### ROWS ###

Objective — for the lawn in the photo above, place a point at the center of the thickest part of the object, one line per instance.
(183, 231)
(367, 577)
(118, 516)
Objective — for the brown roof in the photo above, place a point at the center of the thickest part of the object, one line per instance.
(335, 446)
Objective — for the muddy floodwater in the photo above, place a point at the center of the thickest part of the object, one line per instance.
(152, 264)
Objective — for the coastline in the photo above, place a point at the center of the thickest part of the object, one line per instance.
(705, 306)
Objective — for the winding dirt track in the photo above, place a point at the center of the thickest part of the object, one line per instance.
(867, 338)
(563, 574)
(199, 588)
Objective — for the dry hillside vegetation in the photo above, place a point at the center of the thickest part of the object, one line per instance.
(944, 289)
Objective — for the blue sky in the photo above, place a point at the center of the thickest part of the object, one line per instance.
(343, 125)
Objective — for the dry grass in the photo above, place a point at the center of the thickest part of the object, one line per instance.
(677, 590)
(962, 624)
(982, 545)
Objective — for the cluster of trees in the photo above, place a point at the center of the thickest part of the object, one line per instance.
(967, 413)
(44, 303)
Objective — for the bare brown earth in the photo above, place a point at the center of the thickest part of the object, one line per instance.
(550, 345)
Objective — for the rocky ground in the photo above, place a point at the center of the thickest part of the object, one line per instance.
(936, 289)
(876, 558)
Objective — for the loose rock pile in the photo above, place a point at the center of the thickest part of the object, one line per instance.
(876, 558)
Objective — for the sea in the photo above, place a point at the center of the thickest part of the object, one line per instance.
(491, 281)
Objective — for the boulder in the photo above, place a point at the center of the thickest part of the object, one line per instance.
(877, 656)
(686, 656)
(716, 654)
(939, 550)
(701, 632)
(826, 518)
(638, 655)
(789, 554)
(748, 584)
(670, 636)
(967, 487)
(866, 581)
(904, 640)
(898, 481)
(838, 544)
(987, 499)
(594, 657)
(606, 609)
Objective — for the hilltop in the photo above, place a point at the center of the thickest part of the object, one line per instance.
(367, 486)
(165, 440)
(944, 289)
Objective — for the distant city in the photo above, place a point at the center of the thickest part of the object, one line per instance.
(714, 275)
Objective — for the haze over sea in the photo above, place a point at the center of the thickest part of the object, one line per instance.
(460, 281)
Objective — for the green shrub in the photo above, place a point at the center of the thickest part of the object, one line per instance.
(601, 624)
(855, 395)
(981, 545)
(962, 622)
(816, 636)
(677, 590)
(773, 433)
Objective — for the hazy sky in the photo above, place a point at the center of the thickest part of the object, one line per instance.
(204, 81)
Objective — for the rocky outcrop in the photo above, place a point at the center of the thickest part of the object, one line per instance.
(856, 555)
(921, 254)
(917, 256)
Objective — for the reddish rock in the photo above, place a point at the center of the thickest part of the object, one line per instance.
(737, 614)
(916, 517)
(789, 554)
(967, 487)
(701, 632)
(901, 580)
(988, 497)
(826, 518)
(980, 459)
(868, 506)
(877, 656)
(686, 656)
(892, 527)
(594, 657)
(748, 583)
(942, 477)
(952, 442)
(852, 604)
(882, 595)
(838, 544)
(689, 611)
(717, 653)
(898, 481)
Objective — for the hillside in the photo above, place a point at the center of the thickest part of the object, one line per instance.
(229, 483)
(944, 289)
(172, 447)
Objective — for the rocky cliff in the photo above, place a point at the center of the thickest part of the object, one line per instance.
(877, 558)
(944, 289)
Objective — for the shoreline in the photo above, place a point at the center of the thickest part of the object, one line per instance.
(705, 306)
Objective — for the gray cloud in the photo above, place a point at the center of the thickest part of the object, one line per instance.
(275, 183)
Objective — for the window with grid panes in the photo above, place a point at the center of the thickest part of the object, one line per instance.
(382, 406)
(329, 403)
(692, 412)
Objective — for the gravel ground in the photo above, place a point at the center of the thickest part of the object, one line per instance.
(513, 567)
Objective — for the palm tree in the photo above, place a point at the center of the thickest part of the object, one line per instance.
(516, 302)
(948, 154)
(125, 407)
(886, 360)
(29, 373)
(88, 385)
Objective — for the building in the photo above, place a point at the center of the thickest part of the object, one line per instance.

###

● **AIM OF THE EXERCISE**:
Please copy out every line from the one with "Objective — for the palm" through the end of the records, shifting each point coordinate by adding 113 to both of its numbers and leaving all other text unchanged.

● **EXERCISE RESULT**:
Objective — for the palm tree in the photo above, place a point at the center of the thickest part of the object, one line per instance.
(629, 415)
(1061, 267)
(238, 520)
(999, 473)
(142, 486)
(201, 498)
Objective — for the building in the photo above, place a point at the center of the thickest part of the object, one line per instance.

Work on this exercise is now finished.